=== Exercise goal ===
Could you convert the records below into a two-column CSV with the header input,output and one row per record, putting each record's text under input and its answer under output? Enclose every field in double quotes and replace any line breaks within a field with spaces.

════════════════════

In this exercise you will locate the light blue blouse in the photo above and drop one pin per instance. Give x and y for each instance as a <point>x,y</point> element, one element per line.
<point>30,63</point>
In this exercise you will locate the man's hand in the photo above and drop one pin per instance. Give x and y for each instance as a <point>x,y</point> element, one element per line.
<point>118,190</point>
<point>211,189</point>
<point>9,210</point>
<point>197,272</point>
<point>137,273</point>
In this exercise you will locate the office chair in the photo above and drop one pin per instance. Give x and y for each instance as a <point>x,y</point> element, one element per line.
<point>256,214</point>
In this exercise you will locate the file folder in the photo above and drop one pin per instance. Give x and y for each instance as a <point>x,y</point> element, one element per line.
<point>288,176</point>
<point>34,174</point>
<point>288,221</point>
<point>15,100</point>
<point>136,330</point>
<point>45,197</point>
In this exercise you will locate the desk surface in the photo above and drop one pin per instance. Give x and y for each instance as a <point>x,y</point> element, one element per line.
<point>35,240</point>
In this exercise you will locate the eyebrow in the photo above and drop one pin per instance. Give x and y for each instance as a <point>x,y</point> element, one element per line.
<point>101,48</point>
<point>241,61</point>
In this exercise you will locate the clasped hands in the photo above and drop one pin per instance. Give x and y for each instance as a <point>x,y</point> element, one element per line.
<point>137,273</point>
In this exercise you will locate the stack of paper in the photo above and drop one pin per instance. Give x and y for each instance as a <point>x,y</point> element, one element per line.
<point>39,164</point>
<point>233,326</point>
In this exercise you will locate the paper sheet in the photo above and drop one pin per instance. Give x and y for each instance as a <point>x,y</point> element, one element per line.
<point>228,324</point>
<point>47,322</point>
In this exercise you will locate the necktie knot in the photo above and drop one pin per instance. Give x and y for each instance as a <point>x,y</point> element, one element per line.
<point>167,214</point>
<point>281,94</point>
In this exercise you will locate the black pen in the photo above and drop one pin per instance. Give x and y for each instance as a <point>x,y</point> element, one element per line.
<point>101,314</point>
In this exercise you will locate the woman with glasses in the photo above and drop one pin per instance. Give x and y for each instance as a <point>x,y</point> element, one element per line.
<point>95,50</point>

════════════════════

=== Output for this task ===
input,output
"In this exercise you will locate the light blue blouse in the photo above and drop one pin per instance. Give x and y for each instance as a <point>x,y</point> element, one element per line.","<point>30,63</point>"
"In this exercise you will locate the man's hand in the photo above and drop one pin per instance. Give x and y for each instance as a <point>x,y</point> element, one element per line.","<point>118,190</point> <point>211,189</point> <point>9,210</point> <point>197,272</point> <point>137,273</point>"
"In this exercise you will locate the office chair in the photo above and drop one pin per instance. Give x and y for each instance as a <point>x,y</point> element, one element per line.","<point>256,214</point>"
"In this exercise you will locate the file folder in the photo above and drop one pin per instance. Give x and y for each instance as a <point>x,y</point> element, one element per line.","<point>288,176</point> <point>34,174</point> <point>288,221</point> <point>15,100</point> <point>136,330</point> <point>45,197</point>"
"In this exercise you will locate the desk surface in the photo above and drop one pin per instance. Give x and y for each instance as a <point>x,y</point> element, one element per line.","<point>35,240</point>"
"In this exercise you will locate the eyebrow in the photo above and drop one pin per instance. Give x and y for each instance as a <point>x,y</point> element, one element per line.","<point>101,48</point> <point>241,61</point>"
"In this exercise you will locate the clasped hands in the photo above and drop one pin per instance. Give x and y for each instance as a <point>x,y</point> element, one element per line.","<point>137,273</point>"
"In this exercise you will locate the stack of paper in the photo above and drop one pin per instance. Give x and y for each instance as a <point>x,y</point> element, one element per line.","<point>39,164</point> <point>233,326</point>"
"In this exercise you will locate the paper sheet in the photo above and drop one pin per instance. Give x and y for each instance as a <point>x,y</point> element, one element per line.","<point>228,324</point> <point>47,322</point>"
"In this exercise you will locate the necktie knot in the photo above and drop one pin per instance. Give x and y for each instance as a <point>x,y</point> element, one element per line.","<point>167,214</point> <point>281,94</point>"
"In this exercise you will locate the black pen in the photo above and drop one pin per instance. Give x and y for each instance as a <point>x,y</point> element, one element per line.","<point>101,314</point>"
"In this exercise you will locate the woman with glasses in the photo above and drop one pin per instance. Give x and y for each instance as a <point>x,y</point> element, one element per line.","<point>95,50</point>"